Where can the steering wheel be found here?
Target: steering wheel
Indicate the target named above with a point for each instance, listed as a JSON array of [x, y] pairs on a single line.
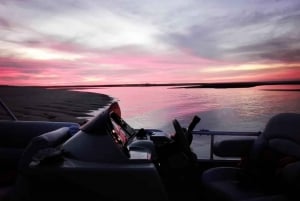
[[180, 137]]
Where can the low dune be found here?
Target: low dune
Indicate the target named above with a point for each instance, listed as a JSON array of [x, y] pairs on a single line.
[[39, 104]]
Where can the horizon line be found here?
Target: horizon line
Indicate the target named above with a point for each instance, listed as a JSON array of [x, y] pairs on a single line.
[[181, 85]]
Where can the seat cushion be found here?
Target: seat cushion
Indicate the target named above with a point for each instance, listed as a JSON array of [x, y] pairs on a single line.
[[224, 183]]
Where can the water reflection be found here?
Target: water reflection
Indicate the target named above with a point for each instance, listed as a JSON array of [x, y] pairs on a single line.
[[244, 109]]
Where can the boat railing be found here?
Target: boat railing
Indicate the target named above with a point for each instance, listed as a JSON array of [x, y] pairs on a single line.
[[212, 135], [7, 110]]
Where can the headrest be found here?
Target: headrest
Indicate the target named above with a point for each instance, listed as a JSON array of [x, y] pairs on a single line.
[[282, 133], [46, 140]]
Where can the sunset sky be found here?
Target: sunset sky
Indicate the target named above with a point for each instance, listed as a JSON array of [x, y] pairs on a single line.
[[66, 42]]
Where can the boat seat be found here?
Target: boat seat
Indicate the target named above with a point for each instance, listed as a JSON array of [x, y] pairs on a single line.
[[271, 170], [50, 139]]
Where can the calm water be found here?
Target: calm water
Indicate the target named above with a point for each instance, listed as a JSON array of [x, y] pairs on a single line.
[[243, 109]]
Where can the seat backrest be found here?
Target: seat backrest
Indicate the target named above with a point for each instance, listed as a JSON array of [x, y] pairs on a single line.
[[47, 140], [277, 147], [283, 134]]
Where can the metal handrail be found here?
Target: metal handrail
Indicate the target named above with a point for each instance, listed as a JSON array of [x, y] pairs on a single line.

+ + + + +

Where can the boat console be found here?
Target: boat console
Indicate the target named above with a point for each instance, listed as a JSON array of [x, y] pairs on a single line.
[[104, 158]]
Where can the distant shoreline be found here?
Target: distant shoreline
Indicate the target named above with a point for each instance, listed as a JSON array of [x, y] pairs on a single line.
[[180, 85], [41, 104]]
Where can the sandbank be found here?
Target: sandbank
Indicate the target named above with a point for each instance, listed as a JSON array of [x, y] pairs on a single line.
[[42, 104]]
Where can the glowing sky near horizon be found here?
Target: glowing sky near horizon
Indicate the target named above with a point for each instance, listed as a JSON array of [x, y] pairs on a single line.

+ + + + +

From the listing above, give the lines from the one containing "Where can the steering wheel be found here?" through the one containing "[[243, 109]]", both included, as a Markdown table with columns Row and Entry. Skip blank lines and omit the pictures.

| Row | Entry |
|---|---|
| 1 | Where can the steering wheel be found here? |
| 2 | Target: steering wheel |
| 3 | Indicate the target named above with a point for each instance, listed as a JSON array of [x, y] pairs on a single line. |
| 4 | [[180, 137]] |
| 5 | Where can the low dune be found here? |
| 6 | Target: low dune |
| 7 | Indicate the target named above with a point for each instance, listed as a JSON array of [x, y] pairs on a single line. |
| 8 | [[39, 104]] |
| 9 | Where can the horizon line be found here? |
| 10 | Target: horizon line |
| 11 | Indicate the target named above with a point for each instance, listed as a JSON array of [x, y] pairs on a single line. |
| 12 | [[181, 85]] |
| 13 | Where can the seat cushion be found here? |
| 14 | Target: seat cushion |
| 15 | Indicate the target named above with a point for each instance, listed as a JSON array of [x, y] pairs on a single line. |
| 16 | [[224, 183]] |
| 17 | Where can the water reflection be found here? |
| 18 | Target: water reflection |
| 19 | Indicate the target named above with a point for each instance, listed as a JSON array of [x, y] pairs on a single line. |
| 20 | [[244, 109]] |
| 21 | Where can the boat railing be found here? |
| 22 | Target: boat railing |
| 23 | Indicate the target named above with a point for each instance, listed as a JSON array of [x, y] pairs on a single line. |
| 24 | [[212, 135], [7, 110]] |
| 25 | Where can the headrest be found here? |
| 26 | Target: headrest |
| 27 | Indicate the target named above with a point for each instance, listed as a JSON array of [x, y] pairs on a single line. |
| 28 | [[282, 133], [46, 140]] |
| 29 | Where can the sunset sky be found here? |
| 30 | Target: sunset sky |
| 31 | Indicate the target named above with a point for each instance, listed as a JSON array of [x, y] pairs on a single line. |
| 32 | [[66, 42]] |
| 33 | Where can the boat seat be found here? |
| 34 | Target: boat seat |
| 35 | Indicate the target named above with a point for each instance, listed as a JSON array of [x, y] pairs on a single line. |
| 36 | [[271, 170], [50, 139]] |
| 37 | Where can the calm water be found here? |
| 38 | Target: calm water |
| 39 | Indicate the target named above with a point for each instance, listed as a JSON array of [x, y] pairs on a single line. |
| 40 | [[243, 109]] |